#### [Information supplied]
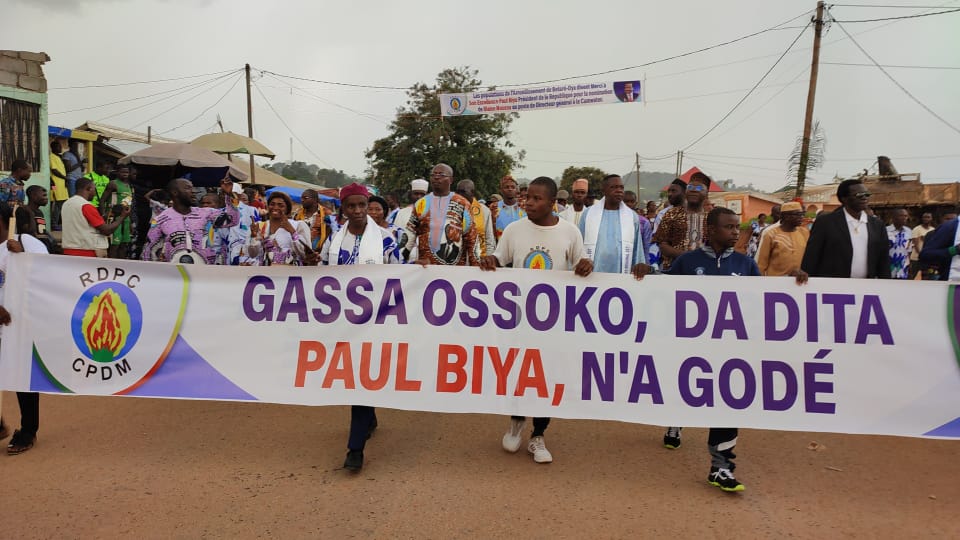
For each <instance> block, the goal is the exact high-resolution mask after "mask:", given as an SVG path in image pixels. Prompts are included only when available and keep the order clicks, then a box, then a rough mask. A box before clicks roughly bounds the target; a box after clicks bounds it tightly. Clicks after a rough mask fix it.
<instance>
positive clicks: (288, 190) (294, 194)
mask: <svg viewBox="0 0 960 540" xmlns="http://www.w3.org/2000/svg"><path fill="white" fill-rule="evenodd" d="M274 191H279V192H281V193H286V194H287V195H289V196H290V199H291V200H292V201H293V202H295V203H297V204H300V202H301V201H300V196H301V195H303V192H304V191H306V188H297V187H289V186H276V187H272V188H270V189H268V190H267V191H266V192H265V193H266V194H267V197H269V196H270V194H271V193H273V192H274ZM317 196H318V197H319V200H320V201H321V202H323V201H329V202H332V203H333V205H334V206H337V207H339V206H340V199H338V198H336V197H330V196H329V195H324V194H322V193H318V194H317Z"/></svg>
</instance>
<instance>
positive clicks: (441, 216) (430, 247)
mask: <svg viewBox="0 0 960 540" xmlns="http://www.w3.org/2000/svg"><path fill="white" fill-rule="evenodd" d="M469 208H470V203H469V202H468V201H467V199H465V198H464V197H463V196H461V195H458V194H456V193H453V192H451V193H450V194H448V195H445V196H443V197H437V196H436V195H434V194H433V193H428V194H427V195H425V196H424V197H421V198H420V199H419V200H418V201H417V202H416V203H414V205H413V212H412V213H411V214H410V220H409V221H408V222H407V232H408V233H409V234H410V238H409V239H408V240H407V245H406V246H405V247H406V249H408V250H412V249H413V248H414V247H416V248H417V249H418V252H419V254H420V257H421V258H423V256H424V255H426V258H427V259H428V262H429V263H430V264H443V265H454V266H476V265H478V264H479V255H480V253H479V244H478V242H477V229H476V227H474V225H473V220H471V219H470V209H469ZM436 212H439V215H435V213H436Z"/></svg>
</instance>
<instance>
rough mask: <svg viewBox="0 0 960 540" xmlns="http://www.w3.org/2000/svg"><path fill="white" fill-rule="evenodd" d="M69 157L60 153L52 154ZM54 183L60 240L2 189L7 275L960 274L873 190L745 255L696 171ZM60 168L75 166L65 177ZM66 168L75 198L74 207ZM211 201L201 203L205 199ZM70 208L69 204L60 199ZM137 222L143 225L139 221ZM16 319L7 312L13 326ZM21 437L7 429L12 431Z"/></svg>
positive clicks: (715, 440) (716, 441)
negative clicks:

#### [What is required]
Give these lines again with every "positive clicks" replaced by "foreground clicks" and nothing else changed. Leave out the pictures.

#### [Solution to this task]
For each <instance> block, the goal is the exact high-resolution mask after "mask:", given as an SVG path in image pixels. Prompts are included only when available and keep the order clicks, then a box, then a rough mask. A box before clicks roughly bounds the target; a box after clicks bounds it tightly. Clicks after a rough mask fix it.
<instance>
foreground clicks: (288, 190) (294, 194)
mask: <svg viewBox="0 0 960 540" xmlns="http://www.w3.org/2000/svg"><path fill="white" fill-rule="evenodd" d="M274 191H279V192H281V193H286V194H287V195H289V196H290V199H291V200H292V201H293V202H295V203H297V204H300V202H301V201H300V196H301V195H303V192H304V191H306V188H297V187H289V186H276V187H272V188H270V189H268V190H267V191H266V192H265V193H266V194H267V197H269V196H270V194H271V193H273V192H274ZM317 196H318V197H319V200H320V201H321V202H323V201H329V202H332V203H333V205H334V206H337V207H339V206H340V199H338V198H336V197H330V196H329V195H324V194H322V193H318V194H317Z"/></svg>
</instance>
<instance>
foreground clicks: (441, 216) (430, 247)
mask: <svg viewBox="0 0 960 540" xmlns="http://www.w3.org/2000/svg"><path fill="white" fill-rule="evenodd" d="M469 208H470V203H469V202H468V201H467V199H465V198H464V197H463V196H461V195H458V194H456V193H453V192H451V193H450V194H448V195H445V196H443V197H437V196H436V195H434V194H433V193H428V194H427V195H425V196H424V197H421V198H420V199H419V200H418V201H417V202H416V203H414V205H413V212H412V213H411V214H410V220H409V221H408V222H407V232H408V233H409V234H410V238H409V239H408V240H407V245H406V246H405V247H406V249H408V250H412V249H413V248H414V247H416V248H417V249H418V252H419V254H420V257H421V258H423V256H424V255H426V258H427V259H428V262H429V263H430V264H443V265H454V266H476V265H478V264H479V255H480V253H479V244H478V242H477V229H476V227H474V225H473V220H471V219H470V209H469ZM436 212H439V215H435V213H436Z"/></svg>
</instance>
<instance>
rough mask: <svg viewBox="0 0 960 540" xmlns="http://www.w3.org/2000/svg"><path fill="white" fill-rule="evenodd" d="M69 157L60 153L52 154ZM54 183L60 240L2 189L7 275L960 274L873 190L745 255L696 171ZM60 168L75 166L65 177ZM66 168L75 198L74 207ZM211 201L201 203L205 199ZM70 208L69 204L60 199ZM137 222L143 225L139 221ZM16 319L7 312L13 326ZM21 437L7 429L12 431Z"/></svg>
foreground clicks: (715, 440) (716, 441)
negative clicks:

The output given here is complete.